* [Passage shown]:
■ ■ ■ ■ ■ ■ ■

Stepdad guilty of abuse in Mass. right-to-die case
SPRINGFIELD, Mass. — A man was found guilty of child abuse Wednesday for allowing the brutal beating that left his stepdaughter with a severe brain injury, putting her at the center of a right-to-die debate in Massachusetts.
Jurors convicted Jason Strickland of five of the six charges related to the 2005 beating of 11-year-old Haleigh Poutre. Prosecutors said Strickland and his late wife, Holli, participated in the abuse that put her in a coma and on life support.
The verdict came hours after jurors asked Hampden Superior Court Judge Judd Carhart if they had to believe Strickland was present when the girl suffered the brain injury.
The judge said they didn't have to believe he was present but did have to believe an "ordinary person" would know that leaving the girl with his wife could pose a serious injury risk for the girl.
Strickland, a 34-year-old auto mechanic, testified that he never hit Haleigh. He said he believed his wife's claims that Haleigh's injuries _ including burns, cuts and bruises _ were self-inflicted.
The jury did not find that Strickland inflicted the injuries that left his stepdaughter in a coma but found him guilty for permitting it to happen.
Strickland was charged with six counts of assault and battery for the injuries Haleigh suffered in September 2005 and from earlier beatings from a bat, his foot, a plastic stick and his open hand.
He was convicted of two counts of assault and battery on a child with substantial injury, two counts of assault and battery with a dangerous weapon and one count of assault and battery.
Strickland was acquitted of one count of assault and battery with a dangerous weapon.
Sentencing is set for Dec. 11.
Prosecutors claimed Strickland and his late wife abused Haleigh over a five-year period. Holli Strickland, Haleigh's aunt who adopted the child, died in an apparent murder-suicide with her grandmother after she was charged in 2005.

■ ■ ■ ■ ■ ■ ■

* [Given entries]:
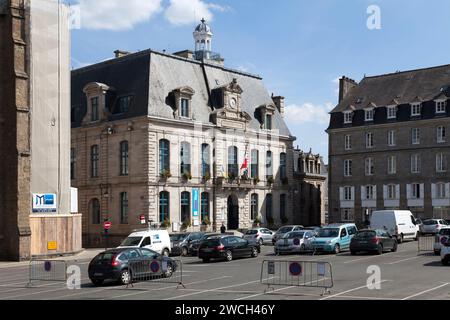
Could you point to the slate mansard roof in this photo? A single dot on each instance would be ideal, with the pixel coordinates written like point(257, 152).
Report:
point(150, 77)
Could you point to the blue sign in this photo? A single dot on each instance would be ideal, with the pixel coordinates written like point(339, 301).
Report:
point(195, 202)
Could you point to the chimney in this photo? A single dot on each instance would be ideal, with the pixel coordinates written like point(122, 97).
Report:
point(121, 53)
point(345, 85)
point(279, 103)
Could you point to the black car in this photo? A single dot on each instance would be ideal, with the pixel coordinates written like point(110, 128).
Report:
point(113, 264)
point(228, 248)
point(376, 241)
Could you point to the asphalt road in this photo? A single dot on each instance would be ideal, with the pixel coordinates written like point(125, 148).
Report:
point(405, 275)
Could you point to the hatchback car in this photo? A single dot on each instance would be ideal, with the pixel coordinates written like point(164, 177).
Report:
point(228, 248)
point(433, 226)
point(295, 242)
point(260, 235)
point(376, 241)
point(113, 264)
point(283, 230)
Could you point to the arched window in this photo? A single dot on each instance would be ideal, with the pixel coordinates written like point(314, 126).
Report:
point(185, 158)
point(185, 206)
point(164, 206)
point(164, 156)
point(233, 167)
point(95, 211)
point(124, 158)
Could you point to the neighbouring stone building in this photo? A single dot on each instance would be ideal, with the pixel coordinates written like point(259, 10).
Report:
point(388, 145)
point(35, 194)
point(180, 139)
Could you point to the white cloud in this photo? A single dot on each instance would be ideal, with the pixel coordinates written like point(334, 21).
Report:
point(308, 112)
point(182, 12)
point(116, 15)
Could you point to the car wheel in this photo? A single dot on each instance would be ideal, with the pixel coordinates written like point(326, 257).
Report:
point(124, 277)
point(229, 255)
point(97, 282)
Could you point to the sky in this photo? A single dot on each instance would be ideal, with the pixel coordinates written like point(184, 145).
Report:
point(300, 48)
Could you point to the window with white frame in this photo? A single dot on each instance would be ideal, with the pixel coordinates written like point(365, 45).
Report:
point(416, 109)
point(441, 162)
point(391, 138)
point(441, 106)
point(369, 140)
point(441, 132)
point(415, 136)
point(348, 168)
point(369, 167)
point(368, 114)
point(392, 165)
point(348, 142)
point(392, 112)
point(415, 163)
point(348, 117)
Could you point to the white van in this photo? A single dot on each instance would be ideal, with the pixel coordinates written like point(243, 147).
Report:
point(399, 223)
point(156, 240)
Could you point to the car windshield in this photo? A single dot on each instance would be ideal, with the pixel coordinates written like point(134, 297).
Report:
point(131, 242)
point(328, 233)
point(292, 235)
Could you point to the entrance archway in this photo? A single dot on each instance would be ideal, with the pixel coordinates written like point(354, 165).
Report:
point(233, 212)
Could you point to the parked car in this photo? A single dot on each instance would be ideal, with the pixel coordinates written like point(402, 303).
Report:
point(433, 226)
point(228, 248)
point(377, 241)
point(155, 240)
point(445, 253)
point(260, 235)
point(283, 230)
point(180, 242)
point(295, 242)
point(440, 239)
point(401, 224)
point(113, 264)
point(334, 238)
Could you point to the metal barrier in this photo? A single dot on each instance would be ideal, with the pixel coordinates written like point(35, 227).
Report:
point(160, 271)
point(309, 274)
point(426, 243)
point(47, 270)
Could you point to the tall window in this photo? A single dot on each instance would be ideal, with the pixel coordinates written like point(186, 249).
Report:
point(283, 166)
point(283, 207)
point(95, 211)
point(233, 167)
point(205, 206)
point(184, 112)
point(369, 140)
point(441, 134)
point(205, 157)
point(254, 206)
point(185, 206)
point(164, 156)
point(415, 136)
point(269, 165)
point(94, 161)
point(255, 164)
point(73, 161)
point(185, 158)
point(164, 206)
point(94, 109)
point(415, 163)
point(269, 207)
point(124, 158)
point(123, 208)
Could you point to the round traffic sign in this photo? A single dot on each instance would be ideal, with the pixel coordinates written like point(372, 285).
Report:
point(295, 269)
point(154, 266)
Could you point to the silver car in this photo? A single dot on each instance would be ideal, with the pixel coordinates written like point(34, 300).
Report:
point(259, 235)
point(295, 242)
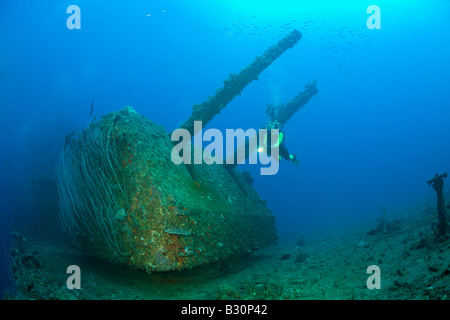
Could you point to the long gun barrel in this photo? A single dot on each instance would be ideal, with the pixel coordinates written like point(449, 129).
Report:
point(237, 82)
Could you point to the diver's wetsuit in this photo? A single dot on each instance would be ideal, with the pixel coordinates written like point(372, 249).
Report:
point(282, 149)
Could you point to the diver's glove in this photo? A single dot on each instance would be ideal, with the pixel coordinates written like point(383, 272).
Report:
point(294, 159)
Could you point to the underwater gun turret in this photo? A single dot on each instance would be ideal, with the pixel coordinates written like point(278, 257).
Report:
point(123, 200)
point(438, 185)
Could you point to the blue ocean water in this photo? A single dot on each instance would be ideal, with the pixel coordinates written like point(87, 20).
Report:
point(374, 134)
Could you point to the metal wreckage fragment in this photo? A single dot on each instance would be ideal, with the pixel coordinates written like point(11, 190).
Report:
point(123, 199)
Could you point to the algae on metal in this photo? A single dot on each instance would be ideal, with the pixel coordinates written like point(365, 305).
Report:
point(124, 200)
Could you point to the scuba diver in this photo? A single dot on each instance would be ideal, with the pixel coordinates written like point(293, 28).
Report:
point(268, 144)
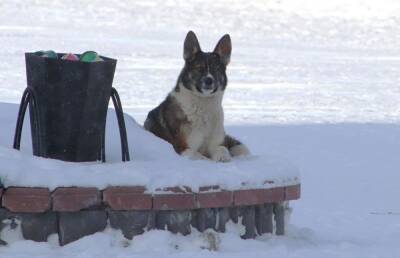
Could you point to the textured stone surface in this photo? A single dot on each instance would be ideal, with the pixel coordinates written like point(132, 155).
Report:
point(258, 196)
point(279, 216)
point(234, 213)
point(4, 214)
point(205, 219)
point(131, 223)
point(223, 218)
point(75, 225)
point(183, 201)
point(30, 200)
point(174, 221)
point(249, 222)
point(292, 192)
point(75, 198)
point(127, 198)
point(214, 199)
point(264, 215)
point(38, 226)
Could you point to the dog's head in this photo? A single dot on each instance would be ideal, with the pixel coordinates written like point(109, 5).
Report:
point(204, 72)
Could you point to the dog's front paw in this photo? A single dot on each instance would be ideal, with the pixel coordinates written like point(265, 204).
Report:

■ ■ ■ ■ ■ ■ ■

* [Tasks to carry out]:
1 – According to the Strickland verdict report, how old was Jason Strickland?
2 – Quote the part of the Strickland verdict report that opens with the words containing "Jurors convicted Jason" and closes with "on life support.".
Rely only on the Strickland verdict report.

* [Task-by-task outputs]:
1 – He was 34.

2 –
Jurors convicted Jason Strickland of five of the six charges related to the 2005 beating of 11-year-old Haleigh Poutre. Prosecutors said Strickland and his late wife, Holli, participated in the abuse that put her in a coma and on life support.